# start of RECORD EXCERPTS

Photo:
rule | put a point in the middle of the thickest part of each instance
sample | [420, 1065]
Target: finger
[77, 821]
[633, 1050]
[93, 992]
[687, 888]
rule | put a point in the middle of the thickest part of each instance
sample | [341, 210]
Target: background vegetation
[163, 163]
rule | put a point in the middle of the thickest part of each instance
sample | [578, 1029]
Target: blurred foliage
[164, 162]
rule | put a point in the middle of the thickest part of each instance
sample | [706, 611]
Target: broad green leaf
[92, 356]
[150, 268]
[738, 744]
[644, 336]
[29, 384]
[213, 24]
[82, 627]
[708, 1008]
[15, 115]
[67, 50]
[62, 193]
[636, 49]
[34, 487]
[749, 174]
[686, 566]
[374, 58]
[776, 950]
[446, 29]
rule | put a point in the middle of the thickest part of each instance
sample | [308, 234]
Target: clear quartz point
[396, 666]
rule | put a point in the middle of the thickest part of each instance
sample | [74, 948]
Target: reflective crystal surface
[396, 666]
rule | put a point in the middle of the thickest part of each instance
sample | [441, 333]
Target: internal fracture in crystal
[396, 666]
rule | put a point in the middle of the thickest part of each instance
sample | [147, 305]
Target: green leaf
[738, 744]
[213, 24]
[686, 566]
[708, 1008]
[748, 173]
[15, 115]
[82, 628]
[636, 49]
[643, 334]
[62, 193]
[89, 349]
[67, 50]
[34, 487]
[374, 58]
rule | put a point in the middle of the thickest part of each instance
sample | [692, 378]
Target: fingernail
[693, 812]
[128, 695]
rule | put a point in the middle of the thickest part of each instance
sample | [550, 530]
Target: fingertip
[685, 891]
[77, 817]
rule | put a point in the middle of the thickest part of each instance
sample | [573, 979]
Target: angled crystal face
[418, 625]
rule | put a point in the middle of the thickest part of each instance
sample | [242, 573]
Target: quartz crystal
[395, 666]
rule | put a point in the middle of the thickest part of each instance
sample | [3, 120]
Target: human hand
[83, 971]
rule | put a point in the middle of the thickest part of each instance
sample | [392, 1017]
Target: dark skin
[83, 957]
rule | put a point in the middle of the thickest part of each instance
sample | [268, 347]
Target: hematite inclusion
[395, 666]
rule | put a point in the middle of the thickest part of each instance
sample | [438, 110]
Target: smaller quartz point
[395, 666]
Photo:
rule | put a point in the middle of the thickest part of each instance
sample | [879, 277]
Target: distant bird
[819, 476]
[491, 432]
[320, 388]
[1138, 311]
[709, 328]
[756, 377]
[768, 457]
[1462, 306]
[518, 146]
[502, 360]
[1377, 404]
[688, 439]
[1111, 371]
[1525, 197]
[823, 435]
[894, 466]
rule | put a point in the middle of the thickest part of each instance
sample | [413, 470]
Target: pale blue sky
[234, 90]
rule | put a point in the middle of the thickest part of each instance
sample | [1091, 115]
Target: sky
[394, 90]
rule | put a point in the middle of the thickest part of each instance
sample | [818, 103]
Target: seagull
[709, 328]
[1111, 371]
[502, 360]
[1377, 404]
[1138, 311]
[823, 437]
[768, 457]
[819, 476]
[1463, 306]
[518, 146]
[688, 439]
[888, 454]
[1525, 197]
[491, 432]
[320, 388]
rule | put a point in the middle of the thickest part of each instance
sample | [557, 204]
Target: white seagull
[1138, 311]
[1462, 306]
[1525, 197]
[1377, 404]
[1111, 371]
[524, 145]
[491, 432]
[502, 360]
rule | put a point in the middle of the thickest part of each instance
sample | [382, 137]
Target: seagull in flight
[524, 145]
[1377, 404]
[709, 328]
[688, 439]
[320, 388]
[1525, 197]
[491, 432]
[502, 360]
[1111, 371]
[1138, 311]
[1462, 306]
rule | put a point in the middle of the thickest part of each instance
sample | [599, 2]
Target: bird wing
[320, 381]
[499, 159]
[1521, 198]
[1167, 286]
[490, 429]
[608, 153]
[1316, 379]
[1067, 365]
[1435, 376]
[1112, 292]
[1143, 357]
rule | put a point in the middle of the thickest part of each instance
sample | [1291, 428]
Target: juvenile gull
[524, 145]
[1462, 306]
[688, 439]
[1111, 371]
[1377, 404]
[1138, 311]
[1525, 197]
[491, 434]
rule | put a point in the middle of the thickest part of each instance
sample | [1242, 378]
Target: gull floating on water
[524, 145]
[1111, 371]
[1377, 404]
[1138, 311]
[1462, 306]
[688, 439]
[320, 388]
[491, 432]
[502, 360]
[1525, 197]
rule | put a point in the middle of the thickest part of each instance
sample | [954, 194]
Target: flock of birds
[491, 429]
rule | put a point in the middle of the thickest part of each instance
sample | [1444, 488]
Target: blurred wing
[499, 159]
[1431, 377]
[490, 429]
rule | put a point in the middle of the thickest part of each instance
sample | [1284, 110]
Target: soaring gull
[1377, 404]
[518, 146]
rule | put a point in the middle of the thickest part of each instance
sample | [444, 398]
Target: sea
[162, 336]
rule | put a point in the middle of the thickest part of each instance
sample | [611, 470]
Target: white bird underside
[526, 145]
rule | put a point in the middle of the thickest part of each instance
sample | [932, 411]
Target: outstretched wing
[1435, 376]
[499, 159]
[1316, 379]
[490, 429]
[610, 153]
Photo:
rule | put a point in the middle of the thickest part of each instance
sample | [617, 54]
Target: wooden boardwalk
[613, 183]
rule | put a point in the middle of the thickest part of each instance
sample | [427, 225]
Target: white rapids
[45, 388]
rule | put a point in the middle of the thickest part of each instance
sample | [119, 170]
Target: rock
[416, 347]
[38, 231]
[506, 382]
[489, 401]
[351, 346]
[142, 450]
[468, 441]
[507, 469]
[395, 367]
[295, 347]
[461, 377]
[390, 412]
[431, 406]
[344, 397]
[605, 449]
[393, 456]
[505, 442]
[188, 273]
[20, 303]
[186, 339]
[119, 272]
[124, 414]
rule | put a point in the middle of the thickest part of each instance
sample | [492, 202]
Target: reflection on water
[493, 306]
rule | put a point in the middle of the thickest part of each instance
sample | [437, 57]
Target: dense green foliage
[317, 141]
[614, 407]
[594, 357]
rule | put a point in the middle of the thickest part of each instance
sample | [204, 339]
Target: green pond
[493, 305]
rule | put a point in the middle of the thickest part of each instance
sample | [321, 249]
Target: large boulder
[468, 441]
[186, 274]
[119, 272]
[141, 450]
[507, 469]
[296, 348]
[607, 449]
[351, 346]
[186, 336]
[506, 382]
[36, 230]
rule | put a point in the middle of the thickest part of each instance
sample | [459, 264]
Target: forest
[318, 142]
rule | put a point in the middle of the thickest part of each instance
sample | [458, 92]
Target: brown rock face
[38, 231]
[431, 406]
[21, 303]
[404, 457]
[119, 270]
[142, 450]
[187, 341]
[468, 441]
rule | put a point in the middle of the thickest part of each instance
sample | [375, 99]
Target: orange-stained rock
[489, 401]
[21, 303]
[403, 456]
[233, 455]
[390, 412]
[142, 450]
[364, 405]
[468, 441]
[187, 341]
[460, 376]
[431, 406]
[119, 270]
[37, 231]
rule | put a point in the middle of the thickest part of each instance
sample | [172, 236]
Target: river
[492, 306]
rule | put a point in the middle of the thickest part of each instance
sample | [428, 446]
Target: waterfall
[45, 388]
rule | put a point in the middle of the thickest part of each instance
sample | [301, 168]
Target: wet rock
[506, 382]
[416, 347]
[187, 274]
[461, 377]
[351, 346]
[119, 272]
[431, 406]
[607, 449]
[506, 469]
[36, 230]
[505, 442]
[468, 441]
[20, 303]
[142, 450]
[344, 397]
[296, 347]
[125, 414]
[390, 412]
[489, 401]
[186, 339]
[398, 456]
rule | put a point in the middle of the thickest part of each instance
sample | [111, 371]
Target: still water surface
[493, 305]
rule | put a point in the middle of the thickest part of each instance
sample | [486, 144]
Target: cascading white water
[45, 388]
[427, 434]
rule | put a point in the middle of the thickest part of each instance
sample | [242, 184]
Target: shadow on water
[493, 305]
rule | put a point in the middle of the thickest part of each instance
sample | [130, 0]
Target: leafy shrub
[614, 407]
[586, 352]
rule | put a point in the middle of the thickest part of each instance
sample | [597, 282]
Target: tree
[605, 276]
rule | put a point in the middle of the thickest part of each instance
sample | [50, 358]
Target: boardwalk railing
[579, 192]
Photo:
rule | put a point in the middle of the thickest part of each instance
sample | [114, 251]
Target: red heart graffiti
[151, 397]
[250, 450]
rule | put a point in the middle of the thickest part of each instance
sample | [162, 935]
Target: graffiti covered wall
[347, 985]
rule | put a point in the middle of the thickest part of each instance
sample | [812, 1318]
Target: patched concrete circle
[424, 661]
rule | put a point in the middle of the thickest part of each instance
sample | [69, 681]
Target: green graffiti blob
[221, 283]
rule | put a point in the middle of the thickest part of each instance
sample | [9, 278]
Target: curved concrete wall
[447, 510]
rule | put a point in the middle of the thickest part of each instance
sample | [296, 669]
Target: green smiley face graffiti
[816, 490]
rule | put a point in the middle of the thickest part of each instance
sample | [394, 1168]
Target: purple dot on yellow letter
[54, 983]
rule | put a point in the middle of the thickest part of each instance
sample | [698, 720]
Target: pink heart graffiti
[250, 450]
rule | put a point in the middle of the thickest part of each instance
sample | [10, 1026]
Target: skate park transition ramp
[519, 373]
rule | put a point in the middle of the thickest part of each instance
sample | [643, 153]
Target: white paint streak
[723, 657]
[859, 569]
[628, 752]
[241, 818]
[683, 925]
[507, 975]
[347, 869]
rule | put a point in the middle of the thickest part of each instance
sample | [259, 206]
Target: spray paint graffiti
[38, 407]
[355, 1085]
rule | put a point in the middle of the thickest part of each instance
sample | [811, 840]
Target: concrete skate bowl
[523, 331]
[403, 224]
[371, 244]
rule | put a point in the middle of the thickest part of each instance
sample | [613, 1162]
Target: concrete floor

# end of RECORD EXCERPTS

_TASK TO CARRY OUT_:
Keep only the lines above that contain the string "graffiti", matching case exactly, and copy each of them.

_TASK ANSWER_:
Target: red heart graffiti
Target: graffiti covered wall
Target: green graffiti blob
Target: green smiley face graffiti
Target: pink heart graffiti
Target: spray paint graffiti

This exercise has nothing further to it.